**Objective**
Return every line of the material below that contains the string "window", copying each one unchanged.

**Provided data**
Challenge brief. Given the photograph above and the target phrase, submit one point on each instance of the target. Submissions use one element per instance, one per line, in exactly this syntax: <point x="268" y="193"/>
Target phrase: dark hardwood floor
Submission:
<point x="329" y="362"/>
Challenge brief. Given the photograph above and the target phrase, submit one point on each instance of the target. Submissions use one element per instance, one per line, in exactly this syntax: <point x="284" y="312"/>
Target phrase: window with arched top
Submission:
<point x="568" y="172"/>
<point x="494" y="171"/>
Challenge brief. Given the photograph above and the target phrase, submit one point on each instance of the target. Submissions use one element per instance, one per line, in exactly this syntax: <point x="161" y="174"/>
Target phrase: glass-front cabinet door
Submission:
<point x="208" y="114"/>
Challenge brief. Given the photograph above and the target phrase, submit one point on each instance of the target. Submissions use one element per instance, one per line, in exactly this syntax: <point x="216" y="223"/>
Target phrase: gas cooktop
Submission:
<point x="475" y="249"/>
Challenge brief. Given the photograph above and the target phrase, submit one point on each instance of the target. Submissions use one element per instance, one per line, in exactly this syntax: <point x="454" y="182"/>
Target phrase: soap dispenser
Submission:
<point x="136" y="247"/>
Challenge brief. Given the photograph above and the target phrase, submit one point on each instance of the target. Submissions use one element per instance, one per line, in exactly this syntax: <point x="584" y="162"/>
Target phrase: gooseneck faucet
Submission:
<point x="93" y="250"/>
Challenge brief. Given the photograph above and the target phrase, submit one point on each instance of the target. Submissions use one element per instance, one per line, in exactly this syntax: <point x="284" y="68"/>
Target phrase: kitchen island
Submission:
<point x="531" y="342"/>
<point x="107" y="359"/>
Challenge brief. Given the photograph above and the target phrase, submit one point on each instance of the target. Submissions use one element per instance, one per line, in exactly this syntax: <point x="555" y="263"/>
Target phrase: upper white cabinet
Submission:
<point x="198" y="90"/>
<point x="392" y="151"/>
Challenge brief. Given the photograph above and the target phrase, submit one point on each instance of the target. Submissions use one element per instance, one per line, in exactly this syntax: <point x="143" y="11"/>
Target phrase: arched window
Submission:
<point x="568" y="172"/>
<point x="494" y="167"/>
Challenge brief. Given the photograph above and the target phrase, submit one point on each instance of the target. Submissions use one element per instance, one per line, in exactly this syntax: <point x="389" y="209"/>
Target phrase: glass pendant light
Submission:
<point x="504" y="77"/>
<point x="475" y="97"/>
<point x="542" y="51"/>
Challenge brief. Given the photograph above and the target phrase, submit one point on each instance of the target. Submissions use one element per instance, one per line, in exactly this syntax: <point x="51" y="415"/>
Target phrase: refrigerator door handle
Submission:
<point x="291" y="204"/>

**The output**
Target phrase: window with arched top
Target phrase: arched window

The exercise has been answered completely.